Task> Please count the lines in the material below that contain the string "trace", and reply with only that number.

-- BEGIN Task data --

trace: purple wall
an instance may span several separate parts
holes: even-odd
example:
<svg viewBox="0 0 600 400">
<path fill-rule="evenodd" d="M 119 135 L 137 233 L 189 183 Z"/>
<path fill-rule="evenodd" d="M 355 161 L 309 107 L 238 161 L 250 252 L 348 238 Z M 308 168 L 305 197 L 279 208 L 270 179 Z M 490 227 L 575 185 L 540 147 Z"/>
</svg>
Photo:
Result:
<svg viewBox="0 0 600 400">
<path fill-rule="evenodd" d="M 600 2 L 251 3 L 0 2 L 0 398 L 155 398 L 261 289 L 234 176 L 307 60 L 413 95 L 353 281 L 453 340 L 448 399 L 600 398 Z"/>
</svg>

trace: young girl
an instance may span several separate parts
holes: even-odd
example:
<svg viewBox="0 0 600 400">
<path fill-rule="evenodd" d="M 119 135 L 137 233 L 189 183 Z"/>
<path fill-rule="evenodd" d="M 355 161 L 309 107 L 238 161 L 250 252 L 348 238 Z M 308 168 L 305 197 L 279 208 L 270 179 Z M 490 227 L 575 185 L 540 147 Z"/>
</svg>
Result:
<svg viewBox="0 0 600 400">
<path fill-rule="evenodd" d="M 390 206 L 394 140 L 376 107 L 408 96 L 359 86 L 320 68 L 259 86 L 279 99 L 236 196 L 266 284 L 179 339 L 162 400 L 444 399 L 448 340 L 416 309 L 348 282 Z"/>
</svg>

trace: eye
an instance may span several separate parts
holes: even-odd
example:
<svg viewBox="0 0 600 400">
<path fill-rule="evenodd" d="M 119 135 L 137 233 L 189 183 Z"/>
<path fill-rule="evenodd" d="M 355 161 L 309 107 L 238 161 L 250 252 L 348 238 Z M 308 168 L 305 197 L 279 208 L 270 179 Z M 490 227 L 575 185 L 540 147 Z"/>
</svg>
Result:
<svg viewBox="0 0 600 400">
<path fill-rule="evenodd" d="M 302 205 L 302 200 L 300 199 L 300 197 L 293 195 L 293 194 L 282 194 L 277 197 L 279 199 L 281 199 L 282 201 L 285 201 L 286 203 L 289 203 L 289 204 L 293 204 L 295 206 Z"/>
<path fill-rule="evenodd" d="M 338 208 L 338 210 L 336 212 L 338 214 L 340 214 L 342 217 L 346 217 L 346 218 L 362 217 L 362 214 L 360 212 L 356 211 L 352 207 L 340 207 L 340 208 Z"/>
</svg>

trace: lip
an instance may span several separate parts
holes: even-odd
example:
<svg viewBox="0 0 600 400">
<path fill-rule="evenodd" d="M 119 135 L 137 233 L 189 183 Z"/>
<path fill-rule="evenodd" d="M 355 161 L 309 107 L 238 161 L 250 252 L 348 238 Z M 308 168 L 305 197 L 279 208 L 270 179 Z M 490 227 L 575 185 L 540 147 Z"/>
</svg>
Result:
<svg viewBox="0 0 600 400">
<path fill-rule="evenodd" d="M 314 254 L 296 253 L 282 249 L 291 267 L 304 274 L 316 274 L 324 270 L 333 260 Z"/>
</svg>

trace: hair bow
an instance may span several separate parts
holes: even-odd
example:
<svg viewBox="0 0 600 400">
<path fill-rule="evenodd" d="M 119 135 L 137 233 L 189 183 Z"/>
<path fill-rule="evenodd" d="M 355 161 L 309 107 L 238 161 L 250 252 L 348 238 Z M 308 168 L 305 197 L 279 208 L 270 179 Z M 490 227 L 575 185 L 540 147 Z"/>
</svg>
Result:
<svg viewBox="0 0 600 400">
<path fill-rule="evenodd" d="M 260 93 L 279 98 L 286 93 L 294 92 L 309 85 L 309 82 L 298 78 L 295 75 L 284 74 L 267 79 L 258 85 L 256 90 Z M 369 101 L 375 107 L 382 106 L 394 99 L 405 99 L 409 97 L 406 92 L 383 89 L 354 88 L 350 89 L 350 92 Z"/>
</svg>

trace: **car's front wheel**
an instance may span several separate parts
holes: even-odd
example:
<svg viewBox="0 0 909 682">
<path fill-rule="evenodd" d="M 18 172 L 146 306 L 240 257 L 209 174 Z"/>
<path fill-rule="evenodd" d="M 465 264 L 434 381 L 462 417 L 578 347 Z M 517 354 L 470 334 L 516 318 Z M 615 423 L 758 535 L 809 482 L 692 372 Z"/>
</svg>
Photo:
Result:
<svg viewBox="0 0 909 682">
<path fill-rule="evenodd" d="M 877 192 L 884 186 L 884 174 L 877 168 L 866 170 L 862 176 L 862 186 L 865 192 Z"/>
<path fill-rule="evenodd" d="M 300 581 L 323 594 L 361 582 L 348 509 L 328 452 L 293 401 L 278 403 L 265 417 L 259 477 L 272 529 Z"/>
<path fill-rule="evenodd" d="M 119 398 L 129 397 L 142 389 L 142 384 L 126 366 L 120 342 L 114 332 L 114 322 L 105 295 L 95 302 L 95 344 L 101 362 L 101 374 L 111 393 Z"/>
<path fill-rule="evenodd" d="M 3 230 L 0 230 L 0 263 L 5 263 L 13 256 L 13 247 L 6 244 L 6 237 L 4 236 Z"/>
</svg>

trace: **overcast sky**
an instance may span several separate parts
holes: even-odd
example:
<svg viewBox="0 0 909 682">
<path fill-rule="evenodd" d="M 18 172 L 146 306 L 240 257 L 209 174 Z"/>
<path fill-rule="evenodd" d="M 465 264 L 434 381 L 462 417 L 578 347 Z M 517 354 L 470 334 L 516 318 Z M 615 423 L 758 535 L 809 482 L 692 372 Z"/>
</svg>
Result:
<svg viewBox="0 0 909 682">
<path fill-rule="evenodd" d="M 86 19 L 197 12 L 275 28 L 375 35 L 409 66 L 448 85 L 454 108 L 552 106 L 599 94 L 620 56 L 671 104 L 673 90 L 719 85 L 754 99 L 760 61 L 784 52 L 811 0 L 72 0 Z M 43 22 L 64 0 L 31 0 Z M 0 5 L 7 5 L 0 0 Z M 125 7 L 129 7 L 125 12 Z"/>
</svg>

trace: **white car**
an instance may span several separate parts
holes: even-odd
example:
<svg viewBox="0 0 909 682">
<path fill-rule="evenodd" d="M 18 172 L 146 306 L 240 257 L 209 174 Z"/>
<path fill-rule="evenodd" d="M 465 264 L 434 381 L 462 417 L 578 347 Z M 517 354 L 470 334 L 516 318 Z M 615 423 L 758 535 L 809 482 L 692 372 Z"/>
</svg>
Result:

-- END Task data --

Task answer> 8